REQUIRED ACTION » In the news report below, how much money did Mair send to the National Alliance between 1999 and 2003?

TEXT »

UK lawmaker murder suspect ‘had links’ to racist group

LONDON (AA) – The alleged killer of a British opposition lawmaker had links to a racist organization in the United States, according to an Alabama-based civil rights group.

The Southern Poverty Law Center (SPLC) published records showing Thomas Mair, the 52-year-old man widely named in U.K. media in connection with Thursday’s shooting of Jo Cox, was a supporter of the U.S. white supremacist National Alliance (NA).

Receipts published by the center on its website showed that between 1999 and 2003, Mair sent $620 to the National Alliance for books and periodicals, including such titles as Chemistry of Powder & Explosives and Improvised Munitions Handbook.

Jo Cox, a Labour Party lawmaker, died after being shot and stabbed in the street of her electoral district. Some witnesses reported hearing the male attacker shout “Britain first” or “Put Britain first,” a possible reference to the far-right anti-immigration political party Britain First.

But other witnesses to the attack said they did not hear those words, and Britain First denied any involvement.

[Natural-language descriptions of regions]
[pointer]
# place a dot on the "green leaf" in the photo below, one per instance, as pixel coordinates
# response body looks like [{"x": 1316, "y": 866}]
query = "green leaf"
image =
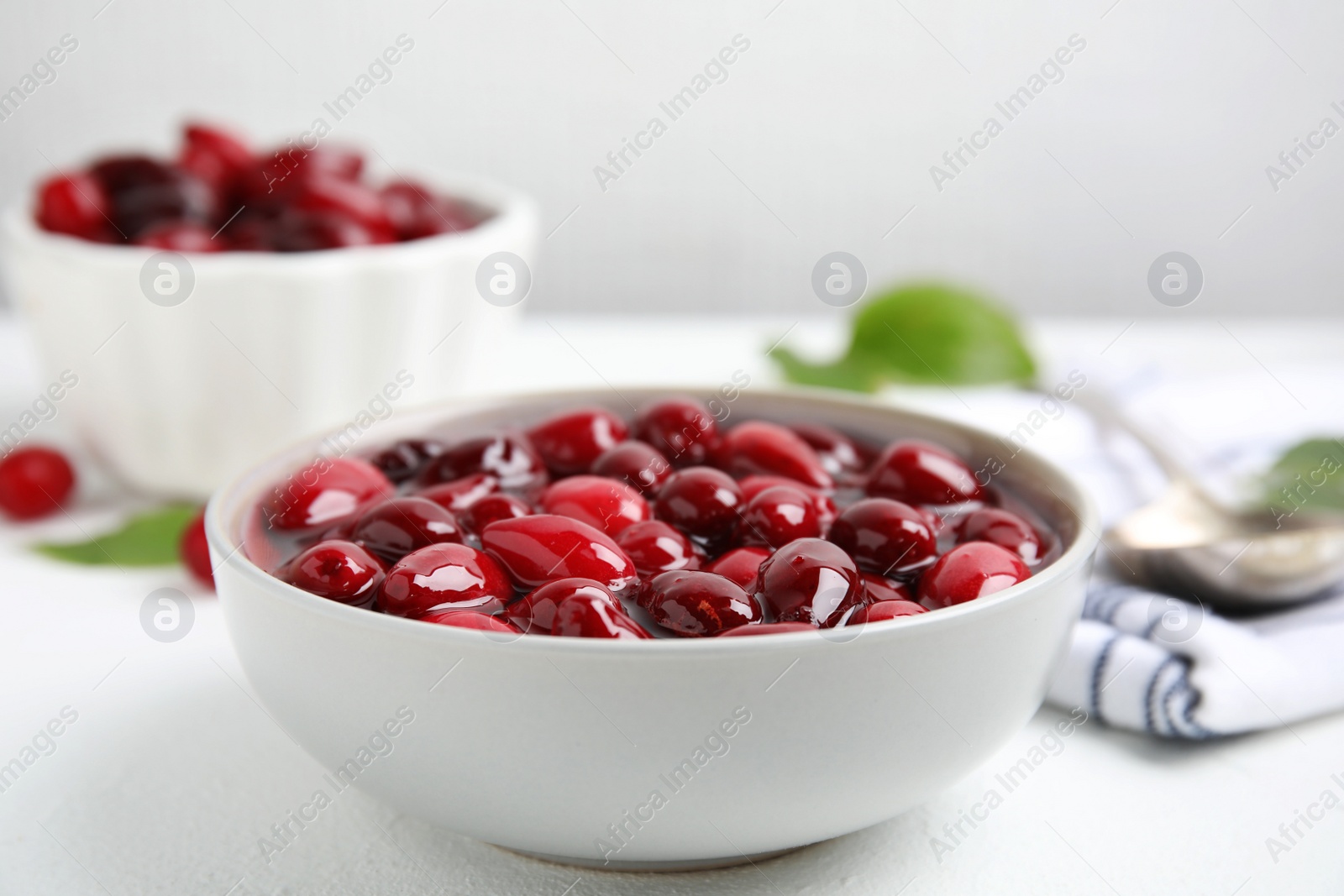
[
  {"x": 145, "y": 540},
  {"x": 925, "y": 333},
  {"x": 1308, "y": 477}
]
---
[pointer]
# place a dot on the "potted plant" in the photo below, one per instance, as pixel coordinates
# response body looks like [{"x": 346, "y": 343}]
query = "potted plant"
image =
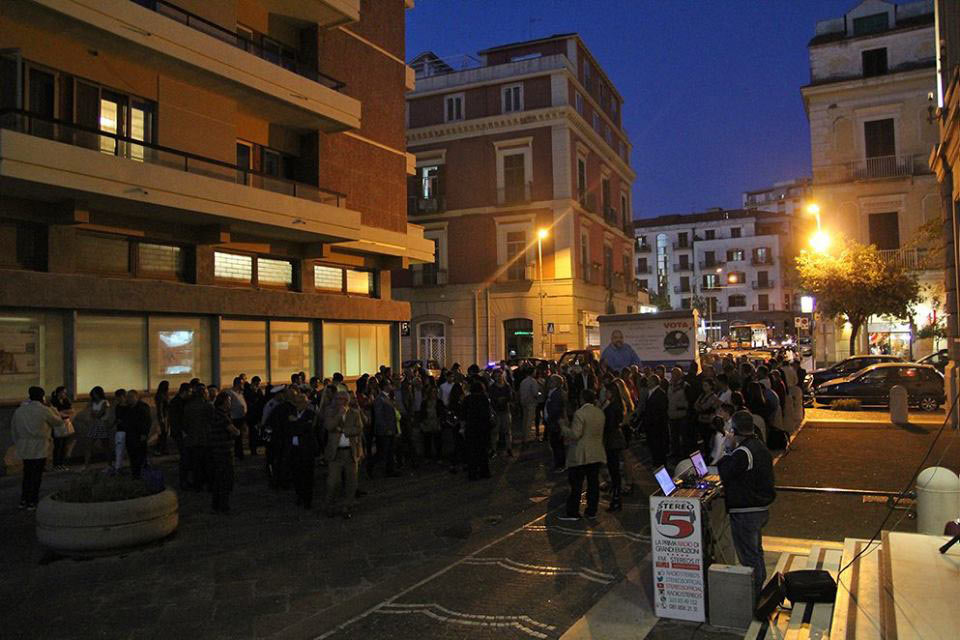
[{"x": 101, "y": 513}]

OUTPUT FOR THIS EXERCISE » $620